EXTRAIT CHOISI:
Selon la pasteure zougoise Irene Schwyn, qui prendra la parole à la Conférence Femmes, «les efforts en direction de l’inclusivité, dans nos milieux d’Eglises, se sont presque exclusivement concentrés sur les personnes homosexuelles». Aujourd’hui, il semble primordial à de nombreux théologiens et ministres réformés de manifester leur ouverture aux personnes non binaires, trans, genderqueer, de genre fluide ou agenres. Selon la théologienne Joan Charras Sancho, qui interviendra à l’Université de Lausanne, ces minorités représenteraient «environ 15% de la population».
L’accueil inconditionnel, chez les réformés, verserait-il dans l’activisme? Manifestement ouverte sur les questions d’inclusivité, la faîtière des Eglises réformées prétend «accueillir spirituellement et théologiquement toutes les identités de genre», comme l’explique sa présidente Rita Famos. Selon la pasteure, «certaines Eglises membres ont récemment créé des postes dans lesquels des personnes ayant des identités de genre minoritaires sont invitées à réfléchir, en tant que croyantes, à leur place dans l’Eglise réformée».

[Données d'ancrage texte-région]
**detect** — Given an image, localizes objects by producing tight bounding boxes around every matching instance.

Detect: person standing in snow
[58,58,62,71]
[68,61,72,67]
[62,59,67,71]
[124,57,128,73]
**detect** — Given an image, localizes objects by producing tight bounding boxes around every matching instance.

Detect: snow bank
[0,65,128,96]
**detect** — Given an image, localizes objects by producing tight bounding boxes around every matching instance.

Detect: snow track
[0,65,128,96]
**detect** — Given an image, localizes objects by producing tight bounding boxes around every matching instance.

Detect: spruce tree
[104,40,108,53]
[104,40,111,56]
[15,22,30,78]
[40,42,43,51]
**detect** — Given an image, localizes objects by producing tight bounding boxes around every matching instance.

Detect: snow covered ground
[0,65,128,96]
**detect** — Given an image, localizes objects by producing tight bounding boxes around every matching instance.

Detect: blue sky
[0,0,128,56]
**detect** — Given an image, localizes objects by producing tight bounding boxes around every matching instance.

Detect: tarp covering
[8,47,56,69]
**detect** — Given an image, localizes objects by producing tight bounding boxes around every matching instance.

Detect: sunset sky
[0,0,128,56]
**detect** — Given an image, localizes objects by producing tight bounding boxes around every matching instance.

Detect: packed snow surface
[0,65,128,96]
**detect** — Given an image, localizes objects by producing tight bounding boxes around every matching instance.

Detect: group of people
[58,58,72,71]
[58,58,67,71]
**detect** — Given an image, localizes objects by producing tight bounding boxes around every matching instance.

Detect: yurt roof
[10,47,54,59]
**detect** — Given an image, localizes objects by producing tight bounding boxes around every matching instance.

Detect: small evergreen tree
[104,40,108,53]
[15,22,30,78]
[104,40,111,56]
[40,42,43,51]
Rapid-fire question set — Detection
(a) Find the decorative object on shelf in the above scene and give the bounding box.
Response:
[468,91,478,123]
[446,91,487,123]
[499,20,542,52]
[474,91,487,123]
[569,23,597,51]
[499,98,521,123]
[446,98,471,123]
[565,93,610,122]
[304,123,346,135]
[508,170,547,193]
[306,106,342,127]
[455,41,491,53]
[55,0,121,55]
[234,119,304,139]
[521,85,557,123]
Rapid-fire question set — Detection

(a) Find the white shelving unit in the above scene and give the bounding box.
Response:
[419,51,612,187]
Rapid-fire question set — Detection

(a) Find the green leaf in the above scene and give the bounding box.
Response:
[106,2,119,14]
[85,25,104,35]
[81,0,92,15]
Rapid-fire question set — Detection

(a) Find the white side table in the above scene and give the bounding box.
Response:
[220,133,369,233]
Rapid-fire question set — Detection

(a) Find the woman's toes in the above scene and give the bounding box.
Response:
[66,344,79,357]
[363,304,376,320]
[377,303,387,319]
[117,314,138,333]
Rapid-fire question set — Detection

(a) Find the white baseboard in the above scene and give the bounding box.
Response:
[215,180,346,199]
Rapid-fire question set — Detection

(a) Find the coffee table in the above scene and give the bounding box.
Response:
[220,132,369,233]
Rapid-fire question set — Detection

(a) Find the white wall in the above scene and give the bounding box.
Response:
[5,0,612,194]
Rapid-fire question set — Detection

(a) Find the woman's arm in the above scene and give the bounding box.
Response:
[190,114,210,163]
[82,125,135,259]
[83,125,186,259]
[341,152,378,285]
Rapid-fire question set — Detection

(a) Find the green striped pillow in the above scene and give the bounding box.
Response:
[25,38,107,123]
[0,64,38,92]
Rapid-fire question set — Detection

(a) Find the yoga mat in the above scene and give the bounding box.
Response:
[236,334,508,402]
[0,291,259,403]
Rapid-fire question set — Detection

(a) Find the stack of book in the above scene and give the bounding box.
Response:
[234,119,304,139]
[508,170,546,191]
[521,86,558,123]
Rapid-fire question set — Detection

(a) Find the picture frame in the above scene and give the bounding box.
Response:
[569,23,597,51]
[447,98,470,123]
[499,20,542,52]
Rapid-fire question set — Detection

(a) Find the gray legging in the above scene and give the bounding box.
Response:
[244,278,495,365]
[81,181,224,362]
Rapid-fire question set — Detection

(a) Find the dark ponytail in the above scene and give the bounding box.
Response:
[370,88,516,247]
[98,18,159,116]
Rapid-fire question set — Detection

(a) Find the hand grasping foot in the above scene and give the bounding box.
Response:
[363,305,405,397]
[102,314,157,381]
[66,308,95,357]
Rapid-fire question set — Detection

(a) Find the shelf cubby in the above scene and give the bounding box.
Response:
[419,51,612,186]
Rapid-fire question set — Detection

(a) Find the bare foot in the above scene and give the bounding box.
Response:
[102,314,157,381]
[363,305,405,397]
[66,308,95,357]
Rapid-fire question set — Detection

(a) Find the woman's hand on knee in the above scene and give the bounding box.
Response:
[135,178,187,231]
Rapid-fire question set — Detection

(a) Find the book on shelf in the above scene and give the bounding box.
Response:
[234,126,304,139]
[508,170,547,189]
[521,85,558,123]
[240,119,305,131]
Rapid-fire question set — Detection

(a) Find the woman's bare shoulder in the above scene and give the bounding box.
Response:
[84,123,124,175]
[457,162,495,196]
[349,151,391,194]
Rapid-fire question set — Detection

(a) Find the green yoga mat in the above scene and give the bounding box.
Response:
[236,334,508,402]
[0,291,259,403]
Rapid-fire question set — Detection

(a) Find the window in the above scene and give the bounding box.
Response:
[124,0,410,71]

QUESTIONS:
**a.** Dans l'extrait sur l'inclusivité dans les Églises réformées, qui préside la faîtière des Églises réformées ?
**b.** Rédigez la suite de l'extrait sur l'inclusivité dans les Églises réformées, après sa dernière phrase.

CORRIGÉ:
**a.** Rita Famos.

**b.**
Mais cela ne plaît pas à tout le monde. Selon Joan Charras Sancho, le progressisme n’est en effet pas une réalité pour l’ensemble des réformés: «Notre pluralisme implique une multitude de courants, dont certaines franges plus évangéliques, encore réfractaires à ce genre de questions.» Le chercheur Olivier Moos semble plutôt de cette trempe-là. Dans son étude, il parle d’une «institutionnalisation du wokisme», une tendance qui serait venue des Etats-Unis, où «un grand réveil militant» provoquerait selon lui un phénomène d’«utopie égalitariste». Toutefois, pour Rita Famos, les démarches entreprises par l’EERS viseraient uniquement à «placer la diversité des sensibilités sexuelles et des représentations corporelles dans un rapport positif avec le christianisme».
Chez les théologiens réformés, il semble ne plus faire de doute que les représentations de l’homme et de la femme, qu’Irene Schwyn dit être «formatées culturellement et trop limitantes», doivent désormais être repensées. Selon eux, une relecture des textes permettrait d’ailleurs de légitimer la place des queers dans la communauté de foi.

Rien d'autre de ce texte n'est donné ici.